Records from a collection
┌────────

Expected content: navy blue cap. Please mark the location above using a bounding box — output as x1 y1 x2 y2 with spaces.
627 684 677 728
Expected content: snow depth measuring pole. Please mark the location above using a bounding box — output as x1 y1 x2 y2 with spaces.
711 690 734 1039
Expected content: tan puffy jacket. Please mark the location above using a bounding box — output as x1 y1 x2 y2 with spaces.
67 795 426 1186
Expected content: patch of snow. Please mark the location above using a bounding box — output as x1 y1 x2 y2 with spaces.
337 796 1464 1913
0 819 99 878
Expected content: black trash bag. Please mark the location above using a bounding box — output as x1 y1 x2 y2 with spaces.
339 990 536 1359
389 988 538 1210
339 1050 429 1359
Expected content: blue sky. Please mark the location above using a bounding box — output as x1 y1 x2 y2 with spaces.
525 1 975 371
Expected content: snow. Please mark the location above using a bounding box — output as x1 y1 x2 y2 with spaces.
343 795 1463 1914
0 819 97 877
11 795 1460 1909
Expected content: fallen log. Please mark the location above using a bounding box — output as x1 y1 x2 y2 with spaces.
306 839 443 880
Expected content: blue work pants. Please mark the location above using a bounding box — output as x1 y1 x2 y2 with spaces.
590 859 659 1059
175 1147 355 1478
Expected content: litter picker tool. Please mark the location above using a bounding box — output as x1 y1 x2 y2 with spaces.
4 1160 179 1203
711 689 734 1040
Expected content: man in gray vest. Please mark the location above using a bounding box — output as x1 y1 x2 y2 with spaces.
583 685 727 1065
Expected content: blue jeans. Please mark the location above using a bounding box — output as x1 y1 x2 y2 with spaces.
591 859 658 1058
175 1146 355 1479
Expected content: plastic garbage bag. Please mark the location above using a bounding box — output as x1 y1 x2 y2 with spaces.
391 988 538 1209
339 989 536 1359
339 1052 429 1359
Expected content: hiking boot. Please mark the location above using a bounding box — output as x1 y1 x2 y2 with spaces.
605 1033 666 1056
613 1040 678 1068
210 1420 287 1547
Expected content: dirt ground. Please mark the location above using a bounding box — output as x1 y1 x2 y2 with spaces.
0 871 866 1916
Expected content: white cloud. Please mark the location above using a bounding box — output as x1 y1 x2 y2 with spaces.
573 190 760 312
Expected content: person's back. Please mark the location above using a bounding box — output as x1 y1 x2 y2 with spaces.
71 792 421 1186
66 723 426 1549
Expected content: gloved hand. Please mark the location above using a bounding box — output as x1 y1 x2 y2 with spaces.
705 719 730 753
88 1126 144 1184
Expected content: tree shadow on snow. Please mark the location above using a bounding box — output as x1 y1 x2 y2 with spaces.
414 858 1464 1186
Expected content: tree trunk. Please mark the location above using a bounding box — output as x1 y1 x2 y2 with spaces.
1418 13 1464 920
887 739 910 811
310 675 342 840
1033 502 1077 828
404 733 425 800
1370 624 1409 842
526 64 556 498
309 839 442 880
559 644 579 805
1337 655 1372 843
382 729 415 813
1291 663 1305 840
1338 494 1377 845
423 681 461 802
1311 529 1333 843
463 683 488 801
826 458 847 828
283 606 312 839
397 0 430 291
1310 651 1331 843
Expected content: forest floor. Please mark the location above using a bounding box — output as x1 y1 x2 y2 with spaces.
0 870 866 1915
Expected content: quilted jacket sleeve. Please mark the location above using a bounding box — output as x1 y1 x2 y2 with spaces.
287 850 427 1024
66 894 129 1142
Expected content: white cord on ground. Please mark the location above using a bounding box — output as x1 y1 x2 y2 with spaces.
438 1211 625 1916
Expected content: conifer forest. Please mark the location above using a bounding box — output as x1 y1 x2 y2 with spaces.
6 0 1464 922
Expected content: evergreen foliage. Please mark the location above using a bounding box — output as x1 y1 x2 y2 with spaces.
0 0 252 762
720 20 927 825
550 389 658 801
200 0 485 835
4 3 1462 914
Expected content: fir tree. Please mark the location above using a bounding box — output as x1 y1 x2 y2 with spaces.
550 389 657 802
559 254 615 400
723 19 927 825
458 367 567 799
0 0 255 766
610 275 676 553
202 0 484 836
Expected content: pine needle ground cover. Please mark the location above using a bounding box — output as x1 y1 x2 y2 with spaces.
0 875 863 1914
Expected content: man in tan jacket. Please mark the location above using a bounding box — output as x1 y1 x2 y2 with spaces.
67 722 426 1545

└────────

▶ **Task item**
Would you reproduce all the entries exactly?

▶ **The answer**
Expected content: navy blue cap. Please mark the location above using a bounding box — output as x1 y1 x2 y2 with spaces.
627 684 677 728
Expected content: snow depth measuring pole. Please mark the location above using a bounding box — output as x1 y1 x2 y2 with spaces.
711 690 734 1039
Expected content: tan puffy jacket. Please mark the location above using a bounding box — output as x1 y1 x2 y2 with spaces.
67 795 426 1186
Expected content: patch of snow. Please mark the location above using a bounding box — output as x1 y1 x2 y2 with spaces.
337 796 1464 1913
0 819 99 878
Expected content: black trash bag. Please mark the location above using a bounding box — output as x1 y1 x2 y2 with spaces.
339 990 536 1359
389 988 538 1210
339 1050 429 1359
Expected content: blue sky. Please mark the location above using a bounding box — output as x1 y1 x2 y2 with spaces.
525 1 975 371
Expected content: snow. Please mark the location above using a bounding box — output as x1 y1 x2 y2 with spaces.
343 795 1463 1914
0 819 97 877
11 795 1460 1909
Expected content: fallen log. Please mark the location above using a bounding box — output as x1 y1 x2 y2 with spaces.
306 839 443 880
Expected content: blue work pants. Please mark the location above using a bounding box — output as x1 y1 x2 y2 with spaces.
590 859 659 1059
175 1147 355 1478
Expected content: litter picker tool. Please mark the location above using a bounding box — output as x1 y1 x2 y2 with spaces.
4 1160 179 1203
711 689 734 1040
Expected content: man in gray vest. Please mark the location above using a bounding box — output as x1 y1 x2 y2 with spaces.
583 685 727 1065
Expected content: blue jeans. Please mark the location above using a bounding box — output as x1 y1 x2 y2 with spaces.
591 859 658 1058
175 1146 355 1479
Expected content: plastic garbage bag. Please mark the location above using a bounding box — output as x1 y1 x2 y2 with spaces.
391 988 538 1209
339 989 536 1359
339 1052 429 1359
Expected content: hiking boot. Please mark the location above using a bounding box — output as x1 y1 x2 y2 with spaces.
605 1033 666 1056
613 1040 678 1068
210 1420 287 1547
Expected content: dirt ground. Please mark the location above using a bounding box — output as x1 y1 x2 y2 with spaces.
0 871 866 1916
Expected content: white cloud. Please mark the location above using a bounding box — output as x1 y1 x2 y2 with spaces.
573 190 760 312
Expected content: person's back. Please mark the location above using a bounding box — output as x1 y1 x2 y2 with spaces.
71 792 421 1186
66 723 426 1549
Expected content: gloved hand. Please mark the location above using a bounding box — output as x1 y1 x2 y2 with spaces.
705 719 730 753
88 1126 144 1184
Expected content: tree shadow on snow. Please mark the location above using a bounding box — output as x1 y1 x2 y2 with spaces.
414 858 1464 1186
Expected content: tree trunk. Please mark the location above using a bounding box — output as x1 y1 x2 y2 with spaces.
1418 13 1464 920
887 739 910 811
310 675 342 840
1033 502 1077 828
404 733 425 800
1370 624 1409 842
526 64 556 498
309 839 442 880
559 644 579 805
1337 655 1372 843
382 729 415 813
1291 663 1305 840
1338 494 1377 845
423 681 461 802
1311 529 1333 843
463 683 488 801
826 458 847 828
283 606 312 839
397 0 430 291
1310 651 1331 843
Expected content: forest floor. Please mark the location above using a bounding box — output as x1 y1 x2 y2 with spaces.
0 870 866 1915
Expected content: quilted jacket sleeve. Please mark the location above using a bounding box — output as x1 y1 x2 y2 with spaces.
287 850 427 1024
66 894 129 1142
Expected content: white cord on ground. Please mark the location above using a bounding box — output as x1 y1 x2 y2 with spaces.
438 1211 625 1916
Expected content: conifer forest. Please mark the location above using a bounding box — output as x1 y1 x2 y2 with spaces.
6 0 1464 922
Expected content: evergreen foliage. Please mark the location above using a bounding box — output as x1 y1 x2 y2 with spaces.
0 0 252 762
720 20 927 825
550 389 658 801
200 0 485 835
4 3 1462 914
Expected content: fir tree. Please mark the location above using a bounding box — output as x1 y1 x2 y2 with spaces.
550 389 657 802
559 254 615 400
723 19 927 825
458 367 567 799
0 0 255 766
610 275 676 553
202 0 484 836
Expected content: pine needle ground cover. Please mark the location above using a bounding box — output as x1 y1 x2 y2 with spaces.
0 875 863 1914
Expected content: man in tan jacket. Please mark the location above using a bounding box — output as x1 y1 x2 y2 with spaces.
67 722 426 1545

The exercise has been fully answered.